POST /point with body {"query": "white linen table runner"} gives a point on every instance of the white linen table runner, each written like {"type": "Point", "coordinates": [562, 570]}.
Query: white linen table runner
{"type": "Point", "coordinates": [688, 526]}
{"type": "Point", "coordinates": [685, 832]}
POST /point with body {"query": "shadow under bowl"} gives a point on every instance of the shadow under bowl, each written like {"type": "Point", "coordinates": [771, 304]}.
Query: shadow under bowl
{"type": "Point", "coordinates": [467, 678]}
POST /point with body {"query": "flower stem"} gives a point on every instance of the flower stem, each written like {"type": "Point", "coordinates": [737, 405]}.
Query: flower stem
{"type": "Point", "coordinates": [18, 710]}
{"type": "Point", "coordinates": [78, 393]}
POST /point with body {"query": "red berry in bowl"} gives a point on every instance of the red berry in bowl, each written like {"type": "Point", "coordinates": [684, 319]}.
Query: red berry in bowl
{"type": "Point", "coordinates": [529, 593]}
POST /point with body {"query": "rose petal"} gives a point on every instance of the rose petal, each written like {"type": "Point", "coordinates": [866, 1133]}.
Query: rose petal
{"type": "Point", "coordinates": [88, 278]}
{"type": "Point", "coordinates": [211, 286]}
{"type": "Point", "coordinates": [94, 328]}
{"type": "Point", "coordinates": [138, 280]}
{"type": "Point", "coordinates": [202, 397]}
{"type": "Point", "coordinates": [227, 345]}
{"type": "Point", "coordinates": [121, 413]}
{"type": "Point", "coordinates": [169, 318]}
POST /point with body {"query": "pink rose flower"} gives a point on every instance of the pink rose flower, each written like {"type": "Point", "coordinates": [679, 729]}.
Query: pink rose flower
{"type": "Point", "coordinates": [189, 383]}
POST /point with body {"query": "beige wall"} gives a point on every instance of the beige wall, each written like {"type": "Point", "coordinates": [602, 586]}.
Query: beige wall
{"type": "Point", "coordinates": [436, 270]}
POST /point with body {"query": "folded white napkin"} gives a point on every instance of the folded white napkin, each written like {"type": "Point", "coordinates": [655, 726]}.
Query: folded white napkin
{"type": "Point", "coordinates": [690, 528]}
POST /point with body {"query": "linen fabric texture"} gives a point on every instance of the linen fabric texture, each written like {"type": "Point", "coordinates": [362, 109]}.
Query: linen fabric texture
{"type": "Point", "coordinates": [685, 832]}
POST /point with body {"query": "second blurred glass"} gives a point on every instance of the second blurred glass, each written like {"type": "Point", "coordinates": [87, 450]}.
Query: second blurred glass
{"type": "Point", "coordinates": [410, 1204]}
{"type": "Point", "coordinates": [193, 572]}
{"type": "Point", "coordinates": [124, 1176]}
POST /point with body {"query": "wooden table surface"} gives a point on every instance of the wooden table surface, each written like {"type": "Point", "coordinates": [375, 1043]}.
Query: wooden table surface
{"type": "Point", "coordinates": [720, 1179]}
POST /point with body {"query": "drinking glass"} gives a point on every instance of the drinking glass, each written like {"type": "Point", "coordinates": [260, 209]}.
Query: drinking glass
______________________________
What you need to do is retype all the entries exactly as written.

ANSWER TO THE PROBLEM:
POST /point with body {"query": "white linen table runner"} gives a point on every instance of the white linen table runner, each written like {"type": "Point", "coordinates": [562, 570]}.
Query: white linen table runner
{"type": "Point", "coordinates": [688, 526]}
{"type": "Point", "coordinates": [685, 832]}
POST /point with body {"query": "shadow under bowl"} gives a point on every instance of the shadow under bowl, each written like {"type": "Point", "coordinates": [771, 304]}.
Query: shadow under bowl
{"type": "Point", "coordinates": [467, 678]}
POST /point with body {"query": "flower stem"} gives a point on every instance of the flower stem, each written like {"type": "Point", "coordinates": [737, 405]}.
Query: flower stem
{"type": "Point", "coordinates": [18, 710]}
{"type": "Point", "coordinates": [78, 393]}
POST /point with body {"query": "red berry in bowl"} gives a point on every instance of the red berry in bowl, each written like {"type": "Point", "coordinates": [684, 319]}.
Query: red berry in bowl
{"type": "Point", "coordinates": [529, 593]}
POST /point with body {"query": "rose petal"} gives a point on every instance of the rose petal, each written like {"type": "Point", "coordinates": [866, 1133]}.
Query: rose petal
{"type": "Point", "coordinates": [88, 278]}
{"type": "Point", "coordinates": [211, 286]}
{"type": "Point", "coordinates": [94, 328]}
{"type": "Point", "coordinates": [138, 280]}
{"type": "Point", "coordinates": [202, 397]}
{"type": "Point", "coordinates": [227, 345]}
{"type": "Point", "coordinates": [121, 413]}
{"type": "Point", "coordinates": [169, 318]}
POST /point with body {"query": "pink rose flower"} gives a point on every instance of the pink rose flower, each written like {"type": "Point", "coordinates": [679, 729]}.
Query: pink rose flower
{"type": "Point", "coordinates": [189, 383]}
POST /point with body {"query": "beige wall"} gives a point on every instance of the beige wall, each written like {"type": "Point", "coordinates": [602, 586]}.
Query: beige wall
{"type": "Point", "coordinates": [436, 270]}
POST /point with body {"query": "folded white napkin"} gives a point on every instance of the folded white napkin, each written like {"type": "Point", "coordinates": [655, 726]}.
Query: folded white napkin
{"type": "Point", "coordinates": [690, 528]}
POST /point with body {"query": "linen fabric texture"} gives a point on every instance of the linen fabric texture, each written like {"type": "Point", "coordinates": [362, 109]}.
Query: linen fabric texture
{"type": "Point", "coordinates": [685, 832]}
POST /point with body {"query": "second blurred glass"} gives a point on every instance of the second blurred glass, each written like {"type": "Point", "coordinates": [87, 450]}.
Query: second blurred glass
{"type": "Point", "coordinates": [410, 1204]}
{"type": "Point", "coordinates": [193, 572]}
{"type": "Point", "coordinates": [124, 1176]}
POST /point with body {"query": "wooden table surface"} gives a point on every instance of the wooden table surface, each written like {"type": "Point", "coordinates": [375, 1043]}.
Query: wooden table surface
{"type": "Point", "coordinates": [720, 1179]}
POST /point with body {"query": "drinking glass"} gives a point on every instance of the drinking glass, each written like {"type": "Point", "coordinates": [260, 209]}.
Query: drinking glass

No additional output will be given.